*** Information shown ***
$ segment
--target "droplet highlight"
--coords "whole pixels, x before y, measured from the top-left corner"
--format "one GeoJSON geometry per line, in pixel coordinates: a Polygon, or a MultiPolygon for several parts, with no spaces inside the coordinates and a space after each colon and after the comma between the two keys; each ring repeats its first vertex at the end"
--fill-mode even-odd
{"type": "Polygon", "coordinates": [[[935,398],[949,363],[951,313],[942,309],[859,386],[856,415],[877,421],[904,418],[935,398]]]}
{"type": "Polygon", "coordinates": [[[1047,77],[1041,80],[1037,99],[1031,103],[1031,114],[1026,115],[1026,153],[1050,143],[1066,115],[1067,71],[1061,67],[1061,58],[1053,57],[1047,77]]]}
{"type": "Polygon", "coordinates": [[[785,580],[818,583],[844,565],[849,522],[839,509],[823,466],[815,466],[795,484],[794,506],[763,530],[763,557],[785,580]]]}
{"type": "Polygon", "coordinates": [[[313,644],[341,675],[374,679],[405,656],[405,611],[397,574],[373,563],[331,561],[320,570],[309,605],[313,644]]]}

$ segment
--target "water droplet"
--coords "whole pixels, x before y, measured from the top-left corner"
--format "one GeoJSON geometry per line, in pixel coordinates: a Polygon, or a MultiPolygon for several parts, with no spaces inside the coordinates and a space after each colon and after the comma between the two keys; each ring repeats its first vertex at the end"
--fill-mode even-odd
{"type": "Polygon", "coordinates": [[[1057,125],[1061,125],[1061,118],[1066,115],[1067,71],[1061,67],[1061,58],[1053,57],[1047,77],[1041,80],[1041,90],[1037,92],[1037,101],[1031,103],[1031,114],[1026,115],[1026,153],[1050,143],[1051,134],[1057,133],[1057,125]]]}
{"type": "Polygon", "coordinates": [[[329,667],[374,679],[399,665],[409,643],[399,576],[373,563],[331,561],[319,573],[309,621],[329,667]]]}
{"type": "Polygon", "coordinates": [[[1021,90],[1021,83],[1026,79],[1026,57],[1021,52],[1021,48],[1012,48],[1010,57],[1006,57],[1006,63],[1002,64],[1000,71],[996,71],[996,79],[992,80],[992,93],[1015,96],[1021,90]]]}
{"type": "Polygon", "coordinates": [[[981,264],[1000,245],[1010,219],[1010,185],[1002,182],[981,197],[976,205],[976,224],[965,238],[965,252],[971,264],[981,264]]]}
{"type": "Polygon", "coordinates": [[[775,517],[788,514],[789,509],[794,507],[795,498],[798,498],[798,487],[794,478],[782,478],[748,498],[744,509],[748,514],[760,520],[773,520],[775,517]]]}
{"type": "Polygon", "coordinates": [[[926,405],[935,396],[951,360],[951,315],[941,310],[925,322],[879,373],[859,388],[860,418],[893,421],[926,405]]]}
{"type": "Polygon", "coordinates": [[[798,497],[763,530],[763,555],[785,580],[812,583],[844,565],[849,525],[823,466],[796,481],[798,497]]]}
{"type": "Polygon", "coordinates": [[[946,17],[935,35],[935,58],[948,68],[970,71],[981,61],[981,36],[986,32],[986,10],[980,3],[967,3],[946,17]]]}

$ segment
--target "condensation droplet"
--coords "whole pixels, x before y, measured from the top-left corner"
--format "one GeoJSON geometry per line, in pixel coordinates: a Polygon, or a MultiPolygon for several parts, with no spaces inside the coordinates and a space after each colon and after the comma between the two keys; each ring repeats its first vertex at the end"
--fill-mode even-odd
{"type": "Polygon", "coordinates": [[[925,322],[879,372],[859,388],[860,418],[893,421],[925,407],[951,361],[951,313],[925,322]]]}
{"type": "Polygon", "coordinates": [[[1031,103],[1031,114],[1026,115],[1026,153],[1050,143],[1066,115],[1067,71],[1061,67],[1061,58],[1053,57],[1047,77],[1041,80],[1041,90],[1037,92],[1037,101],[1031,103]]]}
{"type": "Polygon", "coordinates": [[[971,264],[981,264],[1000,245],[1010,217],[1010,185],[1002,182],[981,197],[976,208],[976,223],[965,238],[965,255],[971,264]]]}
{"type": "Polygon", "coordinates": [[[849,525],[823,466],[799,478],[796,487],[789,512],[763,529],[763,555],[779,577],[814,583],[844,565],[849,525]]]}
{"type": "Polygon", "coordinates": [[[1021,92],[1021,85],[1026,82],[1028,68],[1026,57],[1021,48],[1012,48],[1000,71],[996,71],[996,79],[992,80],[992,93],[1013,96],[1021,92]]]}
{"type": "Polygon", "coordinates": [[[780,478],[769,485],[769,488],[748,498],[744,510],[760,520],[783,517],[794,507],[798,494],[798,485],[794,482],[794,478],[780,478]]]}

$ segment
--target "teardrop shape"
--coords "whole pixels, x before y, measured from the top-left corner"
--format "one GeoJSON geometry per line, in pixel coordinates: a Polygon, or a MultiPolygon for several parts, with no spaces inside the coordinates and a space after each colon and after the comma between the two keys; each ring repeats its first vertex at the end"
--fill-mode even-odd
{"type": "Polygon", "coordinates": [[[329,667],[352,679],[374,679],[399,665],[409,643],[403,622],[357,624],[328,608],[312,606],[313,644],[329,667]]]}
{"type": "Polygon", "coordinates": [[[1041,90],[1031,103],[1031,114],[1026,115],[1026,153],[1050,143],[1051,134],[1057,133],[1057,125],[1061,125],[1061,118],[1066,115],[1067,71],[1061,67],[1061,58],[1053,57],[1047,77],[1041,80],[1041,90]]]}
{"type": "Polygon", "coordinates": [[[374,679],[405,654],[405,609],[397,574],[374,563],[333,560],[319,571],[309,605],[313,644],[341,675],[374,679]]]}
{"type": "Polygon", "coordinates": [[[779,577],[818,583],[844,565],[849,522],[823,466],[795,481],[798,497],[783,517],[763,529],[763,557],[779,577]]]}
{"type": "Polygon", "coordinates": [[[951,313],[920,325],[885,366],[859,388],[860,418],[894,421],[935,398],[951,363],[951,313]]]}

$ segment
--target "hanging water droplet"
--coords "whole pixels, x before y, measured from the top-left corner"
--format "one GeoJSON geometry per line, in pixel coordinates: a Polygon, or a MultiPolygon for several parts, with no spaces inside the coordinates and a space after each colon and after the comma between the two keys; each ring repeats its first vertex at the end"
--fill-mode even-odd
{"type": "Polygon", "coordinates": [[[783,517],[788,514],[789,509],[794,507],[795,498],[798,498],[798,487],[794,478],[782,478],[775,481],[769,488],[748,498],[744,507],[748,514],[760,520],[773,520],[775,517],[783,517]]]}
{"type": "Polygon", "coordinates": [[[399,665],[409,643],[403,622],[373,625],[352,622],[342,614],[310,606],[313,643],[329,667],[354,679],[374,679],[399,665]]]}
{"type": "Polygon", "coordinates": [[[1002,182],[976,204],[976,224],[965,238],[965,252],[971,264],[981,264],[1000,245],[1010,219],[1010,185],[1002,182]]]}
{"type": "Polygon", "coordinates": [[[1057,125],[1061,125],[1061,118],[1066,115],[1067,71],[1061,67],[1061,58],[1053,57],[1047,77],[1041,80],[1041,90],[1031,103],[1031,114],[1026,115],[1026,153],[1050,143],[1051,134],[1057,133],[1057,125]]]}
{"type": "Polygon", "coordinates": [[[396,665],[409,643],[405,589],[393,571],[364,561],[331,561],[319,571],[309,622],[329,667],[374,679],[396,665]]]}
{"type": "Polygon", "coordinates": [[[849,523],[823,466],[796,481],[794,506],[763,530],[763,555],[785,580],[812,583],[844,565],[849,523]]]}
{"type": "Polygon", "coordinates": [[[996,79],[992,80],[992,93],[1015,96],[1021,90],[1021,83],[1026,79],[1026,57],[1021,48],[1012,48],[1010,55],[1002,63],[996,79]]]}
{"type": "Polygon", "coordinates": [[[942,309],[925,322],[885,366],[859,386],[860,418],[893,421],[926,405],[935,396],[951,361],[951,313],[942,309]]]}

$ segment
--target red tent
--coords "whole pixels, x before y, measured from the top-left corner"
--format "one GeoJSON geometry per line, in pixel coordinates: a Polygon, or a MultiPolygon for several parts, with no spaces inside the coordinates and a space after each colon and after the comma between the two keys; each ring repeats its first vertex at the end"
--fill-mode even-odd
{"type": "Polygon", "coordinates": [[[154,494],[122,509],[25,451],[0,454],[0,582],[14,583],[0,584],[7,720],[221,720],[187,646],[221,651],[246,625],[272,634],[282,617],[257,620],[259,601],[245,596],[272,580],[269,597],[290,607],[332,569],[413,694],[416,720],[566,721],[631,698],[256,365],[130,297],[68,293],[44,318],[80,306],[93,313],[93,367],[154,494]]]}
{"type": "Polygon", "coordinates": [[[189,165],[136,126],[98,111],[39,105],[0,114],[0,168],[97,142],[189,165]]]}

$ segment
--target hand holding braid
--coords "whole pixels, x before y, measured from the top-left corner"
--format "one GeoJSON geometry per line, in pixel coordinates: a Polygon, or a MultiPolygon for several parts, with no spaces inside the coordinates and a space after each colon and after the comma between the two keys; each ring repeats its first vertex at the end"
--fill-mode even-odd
***
Given instruction =
Please show every line above that contains the word "water", treating uppercase and lowercase as different.

Exercise output =
--target "water droplet"
--target "hanging water droplet"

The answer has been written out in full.